══ 阅读短文
我在笺注时,对作品中的地理、民俗、方言等词语给予较多的关注。如:第一章对“黄酒”和对当时绍兴地方的赔罪风俗的注释;第二章对绍兴人旧时“舂米”的方法和“押牌宝”的介绍;第三章在解释绍兴地方戏《小孤孀上坟》及请道士祓除缢鬼等习俗时也提供了一些参考资料。
鲁迅有时使用绍兴方言,但一般读者也许不大能看出来。笺注参考学界的研究成果,做了介绍。如第三章阿Q 的动作“摩”,鲁迅原打算用绍兴方言“攎”,再如第六章的妇女们怕见阿Q 而到处“钻”等。
古代词语,固然要解释,但“今典”的释义也甚是必要,如武昌起义、假洋鬼子、自由党等,注释有助于读者了解时代背景和文化氛围。
════
══ 资料
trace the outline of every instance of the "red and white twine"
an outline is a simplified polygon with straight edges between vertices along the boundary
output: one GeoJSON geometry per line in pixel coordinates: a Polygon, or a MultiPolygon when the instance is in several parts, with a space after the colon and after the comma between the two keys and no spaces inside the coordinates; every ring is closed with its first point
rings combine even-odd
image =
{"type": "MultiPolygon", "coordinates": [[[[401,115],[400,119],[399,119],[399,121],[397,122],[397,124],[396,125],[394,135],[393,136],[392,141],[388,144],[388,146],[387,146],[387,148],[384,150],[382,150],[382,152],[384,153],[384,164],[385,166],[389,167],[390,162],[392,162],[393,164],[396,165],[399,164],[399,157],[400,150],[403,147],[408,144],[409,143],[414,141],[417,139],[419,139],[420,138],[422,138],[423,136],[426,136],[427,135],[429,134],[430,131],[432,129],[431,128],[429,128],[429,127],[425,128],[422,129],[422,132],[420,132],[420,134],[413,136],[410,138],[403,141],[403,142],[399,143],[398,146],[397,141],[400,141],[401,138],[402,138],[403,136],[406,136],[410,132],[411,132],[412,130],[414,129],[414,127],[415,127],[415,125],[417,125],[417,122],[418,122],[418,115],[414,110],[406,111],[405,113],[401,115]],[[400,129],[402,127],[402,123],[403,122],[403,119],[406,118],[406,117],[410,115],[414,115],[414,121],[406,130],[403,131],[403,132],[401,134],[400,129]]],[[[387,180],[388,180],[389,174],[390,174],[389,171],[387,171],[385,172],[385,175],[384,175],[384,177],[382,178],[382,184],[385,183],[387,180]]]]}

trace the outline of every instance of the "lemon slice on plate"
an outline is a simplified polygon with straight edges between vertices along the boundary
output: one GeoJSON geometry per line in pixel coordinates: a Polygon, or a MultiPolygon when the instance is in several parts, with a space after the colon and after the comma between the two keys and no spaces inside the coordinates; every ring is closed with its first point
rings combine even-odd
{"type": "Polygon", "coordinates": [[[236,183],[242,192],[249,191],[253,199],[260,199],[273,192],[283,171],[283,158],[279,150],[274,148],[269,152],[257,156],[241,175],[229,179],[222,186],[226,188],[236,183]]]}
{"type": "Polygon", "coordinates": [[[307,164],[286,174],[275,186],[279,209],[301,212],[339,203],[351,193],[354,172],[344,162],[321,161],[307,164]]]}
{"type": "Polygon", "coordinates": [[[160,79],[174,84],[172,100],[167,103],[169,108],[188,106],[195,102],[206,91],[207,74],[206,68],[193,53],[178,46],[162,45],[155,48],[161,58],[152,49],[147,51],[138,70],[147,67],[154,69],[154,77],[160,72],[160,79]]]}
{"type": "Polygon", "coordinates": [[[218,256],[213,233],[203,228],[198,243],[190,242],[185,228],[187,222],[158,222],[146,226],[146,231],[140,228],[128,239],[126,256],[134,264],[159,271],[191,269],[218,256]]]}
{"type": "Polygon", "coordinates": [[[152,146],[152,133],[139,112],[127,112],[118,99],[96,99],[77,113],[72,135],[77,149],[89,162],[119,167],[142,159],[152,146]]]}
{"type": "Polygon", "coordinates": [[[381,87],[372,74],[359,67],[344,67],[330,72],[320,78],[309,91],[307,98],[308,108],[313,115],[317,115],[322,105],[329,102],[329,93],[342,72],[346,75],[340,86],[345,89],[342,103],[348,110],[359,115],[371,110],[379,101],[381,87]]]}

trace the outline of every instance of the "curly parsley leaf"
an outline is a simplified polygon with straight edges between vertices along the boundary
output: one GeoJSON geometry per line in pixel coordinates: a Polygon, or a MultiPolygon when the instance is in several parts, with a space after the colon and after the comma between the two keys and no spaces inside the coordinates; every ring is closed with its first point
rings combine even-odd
════
══ 资料
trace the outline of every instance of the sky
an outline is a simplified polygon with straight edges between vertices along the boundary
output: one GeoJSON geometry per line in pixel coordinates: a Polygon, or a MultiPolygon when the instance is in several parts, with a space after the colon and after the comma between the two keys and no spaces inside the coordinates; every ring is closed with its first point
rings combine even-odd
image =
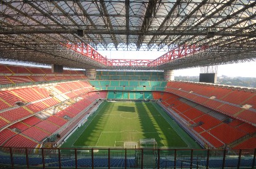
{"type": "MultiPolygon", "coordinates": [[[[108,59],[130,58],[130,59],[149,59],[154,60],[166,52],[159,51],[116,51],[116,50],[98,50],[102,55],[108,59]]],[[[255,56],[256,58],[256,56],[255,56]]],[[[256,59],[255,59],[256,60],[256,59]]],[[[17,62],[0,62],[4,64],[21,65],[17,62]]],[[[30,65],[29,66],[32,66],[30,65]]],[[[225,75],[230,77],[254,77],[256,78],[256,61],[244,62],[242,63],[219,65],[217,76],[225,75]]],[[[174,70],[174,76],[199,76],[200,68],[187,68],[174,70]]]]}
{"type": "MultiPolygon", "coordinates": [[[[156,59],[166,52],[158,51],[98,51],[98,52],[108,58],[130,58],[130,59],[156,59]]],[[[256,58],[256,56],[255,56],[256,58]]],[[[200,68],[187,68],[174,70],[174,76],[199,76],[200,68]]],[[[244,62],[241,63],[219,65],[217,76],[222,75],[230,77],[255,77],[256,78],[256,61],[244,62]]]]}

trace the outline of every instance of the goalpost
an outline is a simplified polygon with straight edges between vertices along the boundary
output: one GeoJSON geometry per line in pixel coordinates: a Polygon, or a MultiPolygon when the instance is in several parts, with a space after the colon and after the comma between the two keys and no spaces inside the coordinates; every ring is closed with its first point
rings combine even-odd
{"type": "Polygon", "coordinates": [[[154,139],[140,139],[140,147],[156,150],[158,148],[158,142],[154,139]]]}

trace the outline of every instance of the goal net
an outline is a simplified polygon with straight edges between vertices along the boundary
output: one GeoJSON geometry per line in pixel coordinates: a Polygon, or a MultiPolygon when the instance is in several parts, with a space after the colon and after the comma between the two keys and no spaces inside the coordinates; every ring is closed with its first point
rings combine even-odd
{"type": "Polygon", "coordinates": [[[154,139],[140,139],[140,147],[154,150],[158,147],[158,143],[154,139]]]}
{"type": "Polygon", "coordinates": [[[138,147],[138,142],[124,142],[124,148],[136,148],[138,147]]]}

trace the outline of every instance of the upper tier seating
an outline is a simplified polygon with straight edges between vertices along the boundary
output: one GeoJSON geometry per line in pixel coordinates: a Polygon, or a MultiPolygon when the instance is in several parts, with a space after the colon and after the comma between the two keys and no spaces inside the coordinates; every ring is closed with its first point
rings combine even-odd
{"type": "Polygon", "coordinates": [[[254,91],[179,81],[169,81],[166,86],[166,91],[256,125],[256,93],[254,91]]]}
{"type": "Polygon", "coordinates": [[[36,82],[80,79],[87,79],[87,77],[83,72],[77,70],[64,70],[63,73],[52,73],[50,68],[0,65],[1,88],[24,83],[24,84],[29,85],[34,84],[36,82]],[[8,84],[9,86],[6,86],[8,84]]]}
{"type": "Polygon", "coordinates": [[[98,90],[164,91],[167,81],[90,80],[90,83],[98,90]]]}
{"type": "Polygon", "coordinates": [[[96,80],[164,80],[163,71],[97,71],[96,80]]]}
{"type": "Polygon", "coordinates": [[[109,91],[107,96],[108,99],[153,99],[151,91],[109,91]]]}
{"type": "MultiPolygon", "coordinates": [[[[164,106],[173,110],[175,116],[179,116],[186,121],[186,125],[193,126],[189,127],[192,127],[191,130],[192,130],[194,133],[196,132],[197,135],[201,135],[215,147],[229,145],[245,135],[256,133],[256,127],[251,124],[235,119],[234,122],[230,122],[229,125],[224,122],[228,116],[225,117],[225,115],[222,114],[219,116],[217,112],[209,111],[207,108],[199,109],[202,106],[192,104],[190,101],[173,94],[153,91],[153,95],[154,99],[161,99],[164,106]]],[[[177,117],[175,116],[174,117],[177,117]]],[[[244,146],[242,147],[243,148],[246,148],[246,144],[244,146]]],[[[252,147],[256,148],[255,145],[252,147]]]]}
════
══ 资料
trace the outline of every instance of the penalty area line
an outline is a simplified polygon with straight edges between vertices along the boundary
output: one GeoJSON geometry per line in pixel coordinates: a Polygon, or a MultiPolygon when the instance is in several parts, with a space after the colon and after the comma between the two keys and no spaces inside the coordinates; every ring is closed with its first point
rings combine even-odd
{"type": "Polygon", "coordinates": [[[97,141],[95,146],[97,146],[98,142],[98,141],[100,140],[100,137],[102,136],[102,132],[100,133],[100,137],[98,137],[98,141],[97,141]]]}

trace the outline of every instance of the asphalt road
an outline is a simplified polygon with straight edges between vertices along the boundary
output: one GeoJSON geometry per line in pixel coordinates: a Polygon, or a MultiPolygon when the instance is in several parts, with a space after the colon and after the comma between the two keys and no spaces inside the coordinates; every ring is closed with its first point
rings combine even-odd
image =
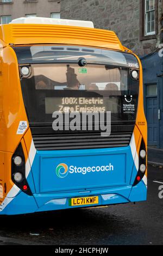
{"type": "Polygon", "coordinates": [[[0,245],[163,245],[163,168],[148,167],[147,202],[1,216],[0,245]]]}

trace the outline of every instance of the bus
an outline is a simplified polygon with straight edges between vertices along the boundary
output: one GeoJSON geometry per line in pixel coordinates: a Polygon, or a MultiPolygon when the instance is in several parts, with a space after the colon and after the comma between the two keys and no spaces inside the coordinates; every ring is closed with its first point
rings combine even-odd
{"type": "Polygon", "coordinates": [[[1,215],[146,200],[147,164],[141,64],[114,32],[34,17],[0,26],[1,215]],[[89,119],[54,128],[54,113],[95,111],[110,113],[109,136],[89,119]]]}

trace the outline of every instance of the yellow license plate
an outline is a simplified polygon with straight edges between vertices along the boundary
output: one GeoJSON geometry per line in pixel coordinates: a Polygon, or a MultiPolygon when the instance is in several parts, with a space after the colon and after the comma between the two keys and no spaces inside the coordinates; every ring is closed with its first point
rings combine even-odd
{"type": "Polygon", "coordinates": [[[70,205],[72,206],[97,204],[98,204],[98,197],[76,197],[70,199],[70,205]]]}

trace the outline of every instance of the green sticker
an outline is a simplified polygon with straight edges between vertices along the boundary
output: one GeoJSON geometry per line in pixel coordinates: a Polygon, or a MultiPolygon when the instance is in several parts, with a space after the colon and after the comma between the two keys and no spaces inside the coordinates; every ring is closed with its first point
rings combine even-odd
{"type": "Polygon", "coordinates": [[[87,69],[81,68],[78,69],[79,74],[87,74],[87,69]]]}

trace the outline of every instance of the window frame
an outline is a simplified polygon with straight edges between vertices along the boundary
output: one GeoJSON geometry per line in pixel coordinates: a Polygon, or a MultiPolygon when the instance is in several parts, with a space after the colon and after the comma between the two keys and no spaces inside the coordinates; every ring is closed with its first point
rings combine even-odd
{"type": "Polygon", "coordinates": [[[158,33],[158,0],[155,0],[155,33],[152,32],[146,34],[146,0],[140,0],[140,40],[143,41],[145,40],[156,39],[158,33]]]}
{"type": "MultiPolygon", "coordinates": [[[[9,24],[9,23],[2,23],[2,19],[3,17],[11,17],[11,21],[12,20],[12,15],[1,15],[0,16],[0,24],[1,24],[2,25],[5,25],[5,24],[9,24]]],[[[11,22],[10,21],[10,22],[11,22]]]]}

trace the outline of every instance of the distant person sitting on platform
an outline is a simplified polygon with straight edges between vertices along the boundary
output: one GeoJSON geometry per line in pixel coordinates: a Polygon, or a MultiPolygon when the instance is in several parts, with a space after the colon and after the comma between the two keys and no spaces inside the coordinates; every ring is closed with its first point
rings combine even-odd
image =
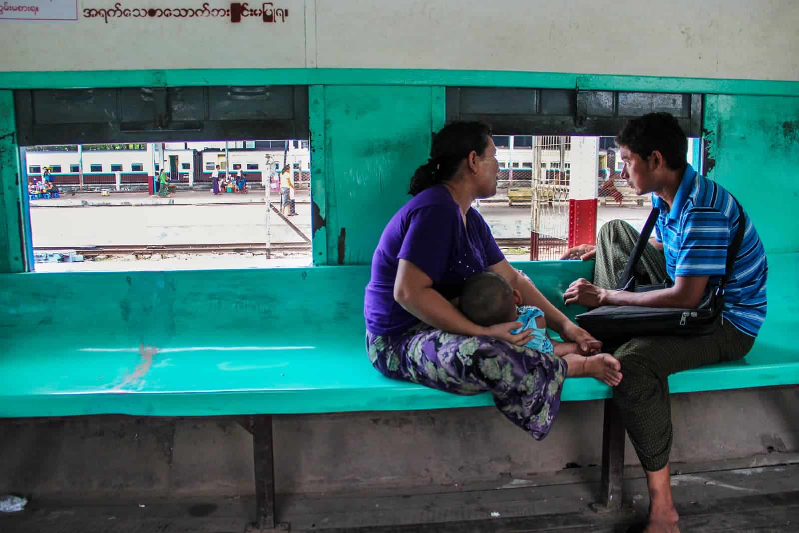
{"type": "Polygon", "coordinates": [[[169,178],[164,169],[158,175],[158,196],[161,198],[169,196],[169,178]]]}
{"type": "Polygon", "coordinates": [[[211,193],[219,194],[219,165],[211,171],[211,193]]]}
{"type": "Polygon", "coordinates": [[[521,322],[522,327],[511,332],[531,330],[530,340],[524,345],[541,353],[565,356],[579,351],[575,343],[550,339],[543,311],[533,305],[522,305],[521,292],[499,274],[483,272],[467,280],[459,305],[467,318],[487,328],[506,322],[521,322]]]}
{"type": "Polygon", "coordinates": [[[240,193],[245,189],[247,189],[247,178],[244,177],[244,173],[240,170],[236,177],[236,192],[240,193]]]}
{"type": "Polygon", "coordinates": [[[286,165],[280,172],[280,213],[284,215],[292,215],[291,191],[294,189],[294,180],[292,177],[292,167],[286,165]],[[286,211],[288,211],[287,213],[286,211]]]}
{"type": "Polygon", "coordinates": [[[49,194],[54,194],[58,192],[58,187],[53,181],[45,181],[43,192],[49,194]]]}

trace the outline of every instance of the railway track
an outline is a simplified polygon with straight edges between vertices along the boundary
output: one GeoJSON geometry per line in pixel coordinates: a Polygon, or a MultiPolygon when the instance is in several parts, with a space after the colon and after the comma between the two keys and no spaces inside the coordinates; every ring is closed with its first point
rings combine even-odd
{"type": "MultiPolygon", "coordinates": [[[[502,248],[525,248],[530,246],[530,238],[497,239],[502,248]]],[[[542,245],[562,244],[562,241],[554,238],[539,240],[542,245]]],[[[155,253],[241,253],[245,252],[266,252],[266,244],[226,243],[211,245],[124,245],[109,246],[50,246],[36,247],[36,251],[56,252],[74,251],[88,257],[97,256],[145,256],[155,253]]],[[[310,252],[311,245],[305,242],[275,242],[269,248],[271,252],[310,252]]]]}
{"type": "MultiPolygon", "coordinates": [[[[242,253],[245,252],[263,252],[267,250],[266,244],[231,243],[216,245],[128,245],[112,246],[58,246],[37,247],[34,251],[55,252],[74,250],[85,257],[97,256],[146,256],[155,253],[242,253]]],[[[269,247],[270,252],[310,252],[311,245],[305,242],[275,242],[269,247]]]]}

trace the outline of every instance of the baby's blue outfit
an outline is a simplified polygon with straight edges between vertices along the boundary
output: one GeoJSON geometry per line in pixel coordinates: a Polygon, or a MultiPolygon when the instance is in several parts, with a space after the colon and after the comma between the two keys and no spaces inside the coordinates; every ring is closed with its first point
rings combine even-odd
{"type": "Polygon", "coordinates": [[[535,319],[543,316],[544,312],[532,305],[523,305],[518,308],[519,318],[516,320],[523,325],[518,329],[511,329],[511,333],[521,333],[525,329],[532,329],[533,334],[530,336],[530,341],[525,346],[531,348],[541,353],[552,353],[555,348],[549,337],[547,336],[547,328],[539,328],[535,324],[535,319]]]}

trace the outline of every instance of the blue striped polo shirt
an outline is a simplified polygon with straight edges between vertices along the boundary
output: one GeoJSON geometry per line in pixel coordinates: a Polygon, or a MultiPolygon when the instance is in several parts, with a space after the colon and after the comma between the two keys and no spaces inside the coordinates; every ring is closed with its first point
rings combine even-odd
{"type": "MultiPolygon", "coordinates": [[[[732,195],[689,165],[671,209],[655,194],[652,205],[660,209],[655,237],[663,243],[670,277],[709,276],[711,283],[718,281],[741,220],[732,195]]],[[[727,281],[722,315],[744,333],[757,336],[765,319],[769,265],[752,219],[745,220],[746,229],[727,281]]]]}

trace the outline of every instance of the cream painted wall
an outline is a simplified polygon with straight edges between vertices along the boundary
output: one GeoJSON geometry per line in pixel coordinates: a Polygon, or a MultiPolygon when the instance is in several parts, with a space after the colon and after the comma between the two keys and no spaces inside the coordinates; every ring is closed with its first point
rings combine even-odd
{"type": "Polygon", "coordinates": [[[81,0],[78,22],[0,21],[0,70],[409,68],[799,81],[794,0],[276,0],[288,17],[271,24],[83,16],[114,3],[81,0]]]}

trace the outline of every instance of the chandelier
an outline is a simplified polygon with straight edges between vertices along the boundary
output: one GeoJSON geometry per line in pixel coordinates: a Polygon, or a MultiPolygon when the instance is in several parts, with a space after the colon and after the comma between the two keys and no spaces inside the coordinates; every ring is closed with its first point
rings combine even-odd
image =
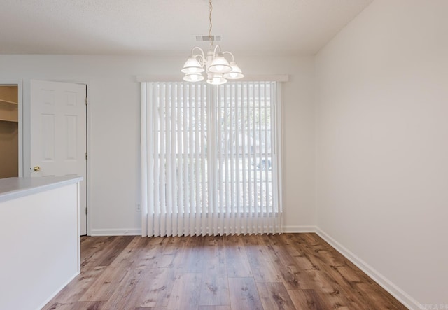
════
- _任务_
(1) 判断下列三个说法是否符合谈笺注的短文。每项回答"是"或"否"，并原样引用短文中起决定作用的语句。(a) 笺注介绍了绍兴人旧时舂米的方法；(b) 写阿Q的动作时，鲁迅最终用了绍兴方言"攎"；(c) 笺注者认为只有古代词语才需要解释。
(2) 从谈笺注的短文最后一句之后往下续写一段。

- _答案_
(1)
(a) 是。「第二章对绍兴人旧时“舂米”的方法和“押牌宝”的介绍」
(b) 否。「阿Q 的动作“摩”，鲁迅原打算用绍兴方言“攎”」
(c) 否。「古代词语，固然要解释，但“今典”的释义也甚是必要」

(2)
阅读《正传》这样蕴含丰富的经典作品,每个读者都有自己独到的心得体会,正所谓“一千个读者有一千个阿Q”。我的笺注当然是一孔、一偏之见,期望得到批评指正。注释了一通,我自己也有所得。因为系统阅读鲁迅有关阿Q 的自白和论述,我体会到,作品发表之后,鲁迅的思想有了进一步的发展,对国民性的批判更加深化,在后期的杂感文字中笔力更专注,文风也更犀利。我在笺注中做了引申介绍,同时也深受教育,感到阿Q 这个人物的塑造在鲁迅笔下似乎还没有完成,阿Q 的精神还没有达到最高峰,发展得还不够充分。小说中阿Q 的接班人也就是小D(小同)而已。假如阿Q 掌了权——就像鲁迅后来接受访谈时说的“他们现在还在办理国家哩”——就一定会有很多“大同”出来。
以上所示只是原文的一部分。